My
friend Jane was sent home to die. The cancer, defeated in her tired
and battered body, had spread to her brain and there was no turning
it back.
She
fought for months, like a tigress protecting her young. There was
always faith and optimism and a smile, a determination to save her
own life. She did everything that was asked of her from nutrition to
supplements to chemotherapy to radiation. She put up with all the
cruel, ugly and painful side effects of treatment. She kept going,
sometimes on nothing but the force of faith and positive thoughts.
She put up with not being able to sleep or eat or walk. There were
times when she didn't have the energy to speak. She fell in love with
her doctor, trusted him and spoke his name with love and gratitude.
He did everything there was to be done. It wasn't enough. Neither
ever said as much, but I think they both knew. Jane died early this
morning.

## TASK SET
A - In the passage about Jane, where had the cancer spread?
B - Copy the stretch of the passage about Jane from "She put up with not" through "love and gratitude.", word for word.
C - Carry on the passage about Jane from its last sentence.
You won't need the records for anything here.

## DATASET RECORDS

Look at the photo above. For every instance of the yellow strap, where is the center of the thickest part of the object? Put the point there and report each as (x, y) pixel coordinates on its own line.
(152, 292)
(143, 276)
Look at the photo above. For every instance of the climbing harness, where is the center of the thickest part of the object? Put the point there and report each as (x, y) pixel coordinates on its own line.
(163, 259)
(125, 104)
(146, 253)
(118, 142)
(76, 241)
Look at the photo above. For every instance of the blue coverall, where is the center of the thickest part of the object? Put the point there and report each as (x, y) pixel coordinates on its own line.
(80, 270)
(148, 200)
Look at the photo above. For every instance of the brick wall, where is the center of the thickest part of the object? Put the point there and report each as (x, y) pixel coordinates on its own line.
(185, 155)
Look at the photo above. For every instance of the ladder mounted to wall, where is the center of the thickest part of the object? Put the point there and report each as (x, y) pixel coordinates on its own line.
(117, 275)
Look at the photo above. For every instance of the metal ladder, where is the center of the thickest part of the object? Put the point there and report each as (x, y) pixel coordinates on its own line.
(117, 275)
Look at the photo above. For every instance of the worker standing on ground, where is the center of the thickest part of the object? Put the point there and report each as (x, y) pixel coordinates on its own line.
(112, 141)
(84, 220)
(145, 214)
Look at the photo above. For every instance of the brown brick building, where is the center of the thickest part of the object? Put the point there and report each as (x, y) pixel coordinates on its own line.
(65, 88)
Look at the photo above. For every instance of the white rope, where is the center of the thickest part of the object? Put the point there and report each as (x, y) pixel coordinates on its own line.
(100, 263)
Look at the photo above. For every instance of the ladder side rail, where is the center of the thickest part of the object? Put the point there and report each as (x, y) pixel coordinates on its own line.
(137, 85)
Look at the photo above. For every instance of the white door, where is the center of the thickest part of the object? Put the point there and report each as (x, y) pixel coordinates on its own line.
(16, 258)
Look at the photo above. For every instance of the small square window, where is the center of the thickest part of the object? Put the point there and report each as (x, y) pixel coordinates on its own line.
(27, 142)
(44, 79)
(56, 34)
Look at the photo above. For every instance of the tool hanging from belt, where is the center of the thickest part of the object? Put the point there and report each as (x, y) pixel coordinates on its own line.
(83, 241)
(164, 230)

## YOUR WRITTEN ANSWERS
A - To her brain.

B -
She put up with not being able to sleep or eat or walk. There were
times when she didn't have the energy to speak. She fell in love with
her doctor, trusted him and spoke his name with love and gratitude.

C -
And
then there's my friend, Jeff, brought down by a major stroke. It
destroyed the entire left side of his brain and his pre-frontal
cortex. The day following the failed emergency surgery, he was on a
ventilator. His wife signed the DNR order and arranged for a priest
to give him last rites. He never had a chance to fight back, the
doctors admitted, with that kind of irreversible damage, he was brain
dead the very moment it happened. It became a matter of
technicalities and life support and yesterday, ten days after it
happened, he died.
With
the exception of the friends and families of both of these good
people, the world will continue to spin and life will go on. As
unfair and tragic and heartbreaking as their deaths are, that's how
it works. We all leave survivors. It's left me feeling angry and
numb and wanting answers I'll never get.
Jane
leaves a sister, a daughter and two sons. She was 61.
Jeff
leaves a wife and a son. He was 59.
I'm
drowning in gratitude just to be alive.